* **YOUR GOAL**:
For the entries that follow, say how many lines hold the string "seat", with nothing else in the reply.

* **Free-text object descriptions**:
☆ ☆ ☆ ☆ ☆

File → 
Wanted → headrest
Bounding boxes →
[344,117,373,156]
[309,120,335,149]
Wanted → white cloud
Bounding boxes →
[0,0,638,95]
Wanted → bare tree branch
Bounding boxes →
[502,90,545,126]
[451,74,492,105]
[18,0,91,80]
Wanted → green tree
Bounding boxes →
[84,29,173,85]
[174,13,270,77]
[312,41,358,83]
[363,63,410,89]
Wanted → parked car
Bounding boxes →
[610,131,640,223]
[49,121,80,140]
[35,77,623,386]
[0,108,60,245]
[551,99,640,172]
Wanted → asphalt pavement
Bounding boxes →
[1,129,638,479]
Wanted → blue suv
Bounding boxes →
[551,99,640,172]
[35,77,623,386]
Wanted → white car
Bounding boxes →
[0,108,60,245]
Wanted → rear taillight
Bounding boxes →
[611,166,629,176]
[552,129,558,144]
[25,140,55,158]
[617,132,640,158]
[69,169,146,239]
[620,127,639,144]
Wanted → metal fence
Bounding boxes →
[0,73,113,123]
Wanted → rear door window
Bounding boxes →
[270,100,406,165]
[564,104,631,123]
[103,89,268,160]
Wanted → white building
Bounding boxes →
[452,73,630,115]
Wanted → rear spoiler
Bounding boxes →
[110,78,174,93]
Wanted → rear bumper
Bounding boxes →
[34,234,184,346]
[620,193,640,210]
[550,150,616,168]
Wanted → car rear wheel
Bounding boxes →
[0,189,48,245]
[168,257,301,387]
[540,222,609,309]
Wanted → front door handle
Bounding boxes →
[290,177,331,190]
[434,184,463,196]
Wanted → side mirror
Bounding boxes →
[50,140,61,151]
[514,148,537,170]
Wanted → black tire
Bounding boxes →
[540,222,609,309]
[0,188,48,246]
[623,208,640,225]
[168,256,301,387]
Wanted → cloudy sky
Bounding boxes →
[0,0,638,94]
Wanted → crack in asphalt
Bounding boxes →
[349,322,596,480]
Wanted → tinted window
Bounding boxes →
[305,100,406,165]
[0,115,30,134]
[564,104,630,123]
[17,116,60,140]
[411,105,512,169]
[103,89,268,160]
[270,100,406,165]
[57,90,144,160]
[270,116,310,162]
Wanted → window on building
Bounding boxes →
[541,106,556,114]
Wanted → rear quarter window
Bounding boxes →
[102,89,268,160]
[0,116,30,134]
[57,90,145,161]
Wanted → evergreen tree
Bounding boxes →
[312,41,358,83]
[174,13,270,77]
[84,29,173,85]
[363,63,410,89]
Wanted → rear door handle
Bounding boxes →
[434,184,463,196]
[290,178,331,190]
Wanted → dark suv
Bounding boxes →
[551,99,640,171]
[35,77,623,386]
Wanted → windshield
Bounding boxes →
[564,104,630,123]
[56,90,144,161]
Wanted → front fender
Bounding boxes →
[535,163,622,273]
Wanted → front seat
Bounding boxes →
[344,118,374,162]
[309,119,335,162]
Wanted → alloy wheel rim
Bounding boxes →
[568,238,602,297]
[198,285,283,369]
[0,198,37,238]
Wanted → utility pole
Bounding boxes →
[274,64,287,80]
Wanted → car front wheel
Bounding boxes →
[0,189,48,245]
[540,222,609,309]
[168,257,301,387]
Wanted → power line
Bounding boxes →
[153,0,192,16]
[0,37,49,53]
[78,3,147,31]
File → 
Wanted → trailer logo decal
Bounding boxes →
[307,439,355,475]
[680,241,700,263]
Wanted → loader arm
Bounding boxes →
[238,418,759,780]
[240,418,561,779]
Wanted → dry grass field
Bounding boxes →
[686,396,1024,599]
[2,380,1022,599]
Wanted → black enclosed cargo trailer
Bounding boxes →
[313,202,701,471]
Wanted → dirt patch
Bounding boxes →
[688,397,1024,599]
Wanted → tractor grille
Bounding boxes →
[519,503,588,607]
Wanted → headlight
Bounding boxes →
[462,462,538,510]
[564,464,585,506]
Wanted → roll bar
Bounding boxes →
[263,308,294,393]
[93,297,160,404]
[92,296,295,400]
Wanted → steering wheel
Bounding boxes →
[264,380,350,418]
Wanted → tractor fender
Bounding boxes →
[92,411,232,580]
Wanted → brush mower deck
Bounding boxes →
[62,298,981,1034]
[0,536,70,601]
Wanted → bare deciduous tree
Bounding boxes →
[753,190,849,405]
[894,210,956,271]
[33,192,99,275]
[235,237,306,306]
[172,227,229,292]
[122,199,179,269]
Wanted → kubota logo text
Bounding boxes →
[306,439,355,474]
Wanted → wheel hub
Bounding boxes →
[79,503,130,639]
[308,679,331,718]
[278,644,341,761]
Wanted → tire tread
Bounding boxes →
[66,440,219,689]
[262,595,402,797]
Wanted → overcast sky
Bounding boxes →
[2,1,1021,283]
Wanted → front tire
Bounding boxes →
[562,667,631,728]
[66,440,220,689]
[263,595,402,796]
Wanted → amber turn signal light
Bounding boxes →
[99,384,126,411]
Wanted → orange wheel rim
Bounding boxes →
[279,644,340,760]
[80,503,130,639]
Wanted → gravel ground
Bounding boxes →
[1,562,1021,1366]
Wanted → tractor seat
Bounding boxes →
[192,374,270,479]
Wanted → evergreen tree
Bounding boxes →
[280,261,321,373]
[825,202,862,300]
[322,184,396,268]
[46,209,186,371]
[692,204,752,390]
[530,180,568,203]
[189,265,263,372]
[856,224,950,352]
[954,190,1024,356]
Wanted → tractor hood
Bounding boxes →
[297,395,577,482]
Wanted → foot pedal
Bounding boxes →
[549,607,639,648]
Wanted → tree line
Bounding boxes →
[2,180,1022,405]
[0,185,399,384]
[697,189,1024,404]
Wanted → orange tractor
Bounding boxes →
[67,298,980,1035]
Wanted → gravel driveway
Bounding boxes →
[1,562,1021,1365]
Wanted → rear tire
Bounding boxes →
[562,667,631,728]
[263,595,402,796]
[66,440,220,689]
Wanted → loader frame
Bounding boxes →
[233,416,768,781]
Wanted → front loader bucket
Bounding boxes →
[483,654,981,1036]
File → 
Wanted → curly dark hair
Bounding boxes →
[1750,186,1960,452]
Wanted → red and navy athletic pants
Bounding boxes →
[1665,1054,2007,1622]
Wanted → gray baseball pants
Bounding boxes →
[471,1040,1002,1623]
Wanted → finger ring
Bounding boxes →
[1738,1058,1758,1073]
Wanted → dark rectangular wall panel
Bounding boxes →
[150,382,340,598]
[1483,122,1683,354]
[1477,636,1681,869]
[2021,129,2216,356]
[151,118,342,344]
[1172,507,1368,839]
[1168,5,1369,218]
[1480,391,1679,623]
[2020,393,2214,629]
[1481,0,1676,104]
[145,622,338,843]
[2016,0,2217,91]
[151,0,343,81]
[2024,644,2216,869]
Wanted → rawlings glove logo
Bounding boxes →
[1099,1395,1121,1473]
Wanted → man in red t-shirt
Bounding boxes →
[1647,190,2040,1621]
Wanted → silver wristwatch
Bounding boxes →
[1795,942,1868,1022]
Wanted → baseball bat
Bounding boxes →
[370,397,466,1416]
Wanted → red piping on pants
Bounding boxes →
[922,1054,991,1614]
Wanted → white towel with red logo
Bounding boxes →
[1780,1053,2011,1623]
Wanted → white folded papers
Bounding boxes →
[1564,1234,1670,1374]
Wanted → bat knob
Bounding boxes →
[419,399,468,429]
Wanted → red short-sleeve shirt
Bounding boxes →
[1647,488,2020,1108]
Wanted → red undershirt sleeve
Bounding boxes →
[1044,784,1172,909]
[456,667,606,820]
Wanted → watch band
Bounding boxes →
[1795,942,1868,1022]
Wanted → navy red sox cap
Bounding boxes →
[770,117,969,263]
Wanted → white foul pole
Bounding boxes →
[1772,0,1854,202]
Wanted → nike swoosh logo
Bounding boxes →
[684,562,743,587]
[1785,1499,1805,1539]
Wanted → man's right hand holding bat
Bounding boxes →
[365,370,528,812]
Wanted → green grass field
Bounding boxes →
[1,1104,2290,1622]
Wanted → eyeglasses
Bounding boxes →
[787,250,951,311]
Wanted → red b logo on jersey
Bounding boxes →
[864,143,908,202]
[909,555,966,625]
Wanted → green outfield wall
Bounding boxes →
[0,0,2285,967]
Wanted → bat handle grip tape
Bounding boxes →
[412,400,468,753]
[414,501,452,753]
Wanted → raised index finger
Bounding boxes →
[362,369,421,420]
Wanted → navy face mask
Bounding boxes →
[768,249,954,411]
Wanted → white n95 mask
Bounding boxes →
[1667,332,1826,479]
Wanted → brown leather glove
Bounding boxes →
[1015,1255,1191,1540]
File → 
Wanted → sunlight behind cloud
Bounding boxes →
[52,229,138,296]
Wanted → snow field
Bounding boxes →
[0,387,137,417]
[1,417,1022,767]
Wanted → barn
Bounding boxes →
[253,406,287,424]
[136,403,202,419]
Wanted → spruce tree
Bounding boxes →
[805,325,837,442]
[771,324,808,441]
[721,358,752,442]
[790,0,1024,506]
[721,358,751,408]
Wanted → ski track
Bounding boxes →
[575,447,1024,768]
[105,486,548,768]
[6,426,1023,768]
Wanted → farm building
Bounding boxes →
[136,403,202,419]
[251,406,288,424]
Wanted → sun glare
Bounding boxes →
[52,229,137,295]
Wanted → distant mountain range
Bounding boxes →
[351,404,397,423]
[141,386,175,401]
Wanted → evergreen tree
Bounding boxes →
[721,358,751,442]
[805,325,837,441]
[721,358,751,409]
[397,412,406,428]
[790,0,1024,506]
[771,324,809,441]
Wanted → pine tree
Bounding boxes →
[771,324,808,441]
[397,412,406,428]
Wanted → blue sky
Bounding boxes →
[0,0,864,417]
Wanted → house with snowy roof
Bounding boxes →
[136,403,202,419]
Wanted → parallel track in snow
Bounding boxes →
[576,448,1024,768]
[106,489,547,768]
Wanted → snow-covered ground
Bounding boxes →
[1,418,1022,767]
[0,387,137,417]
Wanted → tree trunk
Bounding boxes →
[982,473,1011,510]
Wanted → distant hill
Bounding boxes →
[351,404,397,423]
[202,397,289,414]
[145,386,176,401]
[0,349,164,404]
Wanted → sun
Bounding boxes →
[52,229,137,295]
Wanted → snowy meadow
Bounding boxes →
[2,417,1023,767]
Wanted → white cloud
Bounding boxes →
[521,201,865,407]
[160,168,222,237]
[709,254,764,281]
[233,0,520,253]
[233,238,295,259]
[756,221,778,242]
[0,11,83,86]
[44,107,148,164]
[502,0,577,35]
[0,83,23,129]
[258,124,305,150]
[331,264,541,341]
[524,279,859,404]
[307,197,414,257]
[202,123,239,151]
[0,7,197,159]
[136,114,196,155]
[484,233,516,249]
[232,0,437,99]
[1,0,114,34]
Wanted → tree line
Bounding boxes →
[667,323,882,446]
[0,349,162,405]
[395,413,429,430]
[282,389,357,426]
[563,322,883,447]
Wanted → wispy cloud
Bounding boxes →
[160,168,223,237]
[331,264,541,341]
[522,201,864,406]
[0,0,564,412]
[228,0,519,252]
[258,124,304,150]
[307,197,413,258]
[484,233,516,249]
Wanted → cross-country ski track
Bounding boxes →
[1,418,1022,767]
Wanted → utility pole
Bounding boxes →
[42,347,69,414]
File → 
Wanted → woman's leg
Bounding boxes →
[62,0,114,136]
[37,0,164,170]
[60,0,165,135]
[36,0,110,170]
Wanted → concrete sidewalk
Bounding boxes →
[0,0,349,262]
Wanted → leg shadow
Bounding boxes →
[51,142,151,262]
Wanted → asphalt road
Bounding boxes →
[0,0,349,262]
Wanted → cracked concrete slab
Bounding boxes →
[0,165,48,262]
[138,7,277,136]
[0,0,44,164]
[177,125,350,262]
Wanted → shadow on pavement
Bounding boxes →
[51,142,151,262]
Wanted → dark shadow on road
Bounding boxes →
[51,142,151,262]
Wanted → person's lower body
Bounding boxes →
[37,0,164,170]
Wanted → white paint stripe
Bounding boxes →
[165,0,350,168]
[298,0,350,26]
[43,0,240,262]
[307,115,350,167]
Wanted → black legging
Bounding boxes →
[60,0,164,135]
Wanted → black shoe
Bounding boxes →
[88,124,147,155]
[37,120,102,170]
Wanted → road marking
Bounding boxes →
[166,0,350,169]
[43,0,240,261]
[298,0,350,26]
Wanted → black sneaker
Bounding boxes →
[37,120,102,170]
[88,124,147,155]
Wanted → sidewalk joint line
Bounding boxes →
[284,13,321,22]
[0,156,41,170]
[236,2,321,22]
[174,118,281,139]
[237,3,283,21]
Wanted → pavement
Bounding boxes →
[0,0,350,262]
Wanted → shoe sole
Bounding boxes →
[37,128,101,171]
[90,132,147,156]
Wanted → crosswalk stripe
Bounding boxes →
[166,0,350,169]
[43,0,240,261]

☆ ☆ ☆ ☆ ☆

* **COMPLETED EXERCISE**:
2